§ Cel zadania: Powtórz poniższe rekordy wiernie, wiersz po wierszu, bez żadnych zmian.

---------- Materiał wejściowy

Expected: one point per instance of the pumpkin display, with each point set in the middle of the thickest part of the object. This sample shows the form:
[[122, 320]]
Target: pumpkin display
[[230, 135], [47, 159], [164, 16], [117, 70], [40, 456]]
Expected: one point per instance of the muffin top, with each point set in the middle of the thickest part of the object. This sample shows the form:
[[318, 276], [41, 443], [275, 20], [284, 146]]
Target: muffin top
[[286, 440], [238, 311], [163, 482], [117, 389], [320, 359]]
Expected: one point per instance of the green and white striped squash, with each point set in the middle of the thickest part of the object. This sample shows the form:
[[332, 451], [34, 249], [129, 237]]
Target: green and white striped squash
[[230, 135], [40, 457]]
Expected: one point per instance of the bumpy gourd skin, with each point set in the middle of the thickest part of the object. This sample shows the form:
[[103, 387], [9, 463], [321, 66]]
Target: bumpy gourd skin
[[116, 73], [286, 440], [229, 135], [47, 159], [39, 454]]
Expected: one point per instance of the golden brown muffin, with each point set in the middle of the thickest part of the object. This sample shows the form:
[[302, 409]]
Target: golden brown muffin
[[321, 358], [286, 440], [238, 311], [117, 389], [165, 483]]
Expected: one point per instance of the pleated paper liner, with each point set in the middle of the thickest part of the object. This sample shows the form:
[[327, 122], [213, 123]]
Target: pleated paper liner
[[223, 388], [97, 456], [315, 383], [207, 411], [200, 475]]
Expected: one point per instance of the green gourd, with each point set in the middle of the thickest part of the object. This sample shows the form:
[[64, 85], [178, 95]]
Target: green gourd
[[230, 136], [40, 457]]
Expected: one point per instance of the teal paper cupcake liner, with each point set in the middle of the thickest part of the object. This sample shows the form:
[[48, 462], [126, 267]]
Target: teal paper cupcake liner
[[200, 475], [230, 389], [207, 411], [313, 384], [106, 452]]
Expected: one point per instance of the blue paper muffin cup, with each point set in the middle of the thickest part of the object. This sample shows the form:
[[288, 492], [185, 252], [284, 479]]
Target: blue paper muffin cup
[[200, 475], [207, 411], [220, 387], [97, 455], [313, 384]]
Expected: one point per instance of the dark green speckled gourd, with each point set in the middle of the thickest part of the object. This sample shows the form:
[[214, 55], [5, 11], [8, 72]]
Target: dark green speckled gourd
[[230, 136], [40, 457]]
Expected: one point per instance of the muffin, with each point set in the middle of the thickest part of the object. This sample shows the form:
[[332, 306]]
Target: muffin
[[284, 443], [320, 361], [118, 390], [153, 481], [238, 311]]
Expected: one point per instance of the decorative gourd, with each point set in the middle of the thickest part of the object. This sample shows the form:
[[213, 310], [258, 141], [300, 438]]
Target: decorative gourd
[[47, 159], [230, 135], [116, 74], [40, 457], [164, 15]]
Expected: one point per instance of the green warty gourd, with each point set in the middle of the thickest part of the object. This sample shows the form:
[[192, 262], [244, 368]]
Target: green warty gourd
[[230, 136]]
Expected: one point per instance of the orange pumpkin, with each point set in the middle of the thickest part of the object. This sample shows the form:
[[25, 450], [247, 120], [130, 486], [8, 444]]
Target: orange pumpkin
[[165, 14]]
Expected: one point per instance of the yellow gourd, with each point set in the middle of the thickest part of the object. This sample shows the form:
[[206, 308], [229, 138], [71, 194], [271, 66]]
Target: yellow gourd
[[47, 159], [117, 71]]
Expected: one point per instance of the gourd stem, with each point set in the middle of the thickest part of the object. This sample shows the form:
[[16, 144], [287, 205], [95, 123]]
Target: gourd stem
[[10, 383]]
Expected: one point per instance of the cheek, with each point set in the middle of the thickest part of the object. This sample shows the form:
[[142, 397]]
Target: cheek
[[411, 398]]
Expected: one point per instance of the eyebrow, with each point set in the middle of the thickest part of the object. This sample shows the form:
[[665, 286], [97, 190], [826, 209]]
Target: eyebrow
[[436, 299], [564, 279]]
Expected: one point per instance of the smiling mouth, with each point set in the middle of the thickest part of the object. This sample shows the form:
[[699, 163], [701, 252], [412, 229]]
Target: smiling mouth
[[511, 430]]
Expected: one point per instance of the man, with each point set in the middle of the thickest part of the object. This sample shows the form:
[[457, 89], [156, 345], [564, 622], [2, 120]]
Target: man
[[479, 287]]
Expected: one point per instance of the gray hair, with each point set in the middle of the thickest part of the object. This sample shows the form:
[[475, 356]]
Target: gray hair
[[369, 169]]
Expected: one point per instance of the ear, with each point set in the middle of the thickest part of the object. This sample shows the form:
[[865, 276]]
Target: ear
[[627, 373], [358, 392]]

--------------------

§ Rozwiązanie:
Expected: one point per instance of the pumpkin display, with each point set in the middle of the thickest part of the object. This sample shows the form:
[[122, 320]]
Target: pumpkin display
[[230, 135], [47, 159], [164, 16], [117, 70], [40, 456]]
Expected: one point per instance of the muffin top, with each point set in the middle of the thickest part of the object. This sample shows the form:
[[318, 276], [41, 443], [275, 20], [284, 146]]
Target: muffin top
[[286, 440], [238, 311], [163, 482], [117, 389], [320, 359]]
Expected: one point per instance of the green and white striped squash, with each point set in the middle of the thickest part of the object. This sample shows the form:
[[332, 451], [34, 249], [129, 237]]
Target: green and white striped squash
[[230, 135], [40, 457]]
Expected: one point per instance of the bumpy gourd skin, with each point set in the middle of the thickest part of the object. This sample shows the form:
[[103, 387], [9, 463], [321, 66]]
Target: bumpy gourd skin
[[116, 73], [286, 440], [229, 135], [47, 159], [39, 454]]
Expected: one point per instance of the golden brown muffin, with each point set in the middle of the thickest part of the object. This sample shows the form:
[[302, 409]]
Target: golden brown muffin
[[321, 358], [286, 440], [238, 311], [117, 389], [165, 483]]
Expected: one point per instance of the pleated paper liner, with each point set in the middle of the thickest part of the object. This sample shows the form:
[[327, 122], [213, 123]]
Target: pleated paper liner
[[223, 388], [97, 456], [315, 383], [207, 411], [200, 475]]
Expected: one point per instance of the green gourd, with each point set in the middle of the thickest part of the object. This sample shows the form:
[[64, 85], [178, 95]]
Target: green gourd
[[230, 136], [40, 457]]
Expected: one point per instance of the teal paper cupcake liner, with each point set in the middle of the thickest part of the object. This sample shows the form:
[[48, 462], [126, 267]]
Target: teal paper cupcake liner
[[200, 475], [230, 389], [207, 411], [313, 384], [106, 452]]
Expected: one point per instance of the blue paper muffin cup, with each point set in the middle of the thickest part of the object. This sample shows the form:
[[288, 492], [185, 252], [284, 479]]
Target: blue paper muffin cup
[[200, 475], [207, 411], [220, 387], [97, 455], [313, 384]]
Expected: one point per instance of the dark green speckled gourd, with each point set in the middle of the thickest part of the object. This sample shows the form:
[[214, 55], [5, 11], [8, 72]]
Target: dark green speckled gourd
[[230, 136], [40, 457]]
Expected: one point per instance of the muffin, with each point set in the middle of the thickest part of the object. This sample shows the form:
[[332, 306]]
Target: muffin
[[284, 443], [320, 361], [118, 390], [153, 481], [238, 311]]
Expected: one point per instance of the decorative gourd, with each point set in the middle of the thickest part of the object. This sample shows the form:
[[213, 310], [258, 141], [300, 438]]
Target: decorative gourd
[[47, 159], [230, 135], [116, 74], [40, 457], [164, 15]]
Expected: one point per instance of the green warty gourd, with each point set in the middle of the thickest part of the object. This sample shows the form:
[[192, 262], [244, 368]]
Target: green warty gourd
[[230, 136]]
Expected: one point per instance of the orange pumpkin, with each point set in the middle of the thickest part of the object. This sample shows the form:
[[25, 450], [247, 120], [130, 486], [8, 444]]
Target: orange pumpkin
[[165, 14]]
Expected: one point per instance of the yellow gourd, with each point set in the middle of the thickest part of the object. This sample shows the form:
[[206, 308], [229, 138], [71, 194], [271, 66]]
Target: yellow gourd
[[47, 159], [117, 71]]
Expected: one point per instance of the gourd stem, with each point set in the middle of the thickest part of the object. This sample shows the form:
[[16, 144], [287, 205], [95, 123]]
Target: gourd stem
[[10, 383]]
Expected: one point per instance of the cheek, with each point set in the middle of the thickest part of the object. This sample shows the form:
[[142, 397]]
Target: cheek
[[411, 398]]
Expected: one point per instance of the eyebrow, with each point set in the middle of the thickest part of the object. This sample shows the form:
[[665, 286], [97, 190], [826, 209]]
Target: eyebrow
[[436, 299], [564, 279]]
Expected: one point per instance of the smiling mouth, with each point set in the middle of the thickest part of the object. This sample shows the form:
[[699, 163], [701, 252], [412, 229]]
Target: smiling mouth
[[511, 430]]
Expected: one point per instance of the man, with each point set in the middle of the thickest part of the object. This sample shows the form:
[[457, 89], [156, 345], [564, 622], [2, 120]]
Target: man
[[479, 287]]
Expected: one point per instance of the gray hair, with each point set in the middle of the thickest part of the object. This sample shows the form:
[[475, 356]]
Target: gray hair
[[369, 169]]
Expected: one point per instance of the ear, with each point set in the middle of the thickest part of the object. This sample shows the form:
[[865, 276]]
Target: ear
[[627, 373], [358, 392]]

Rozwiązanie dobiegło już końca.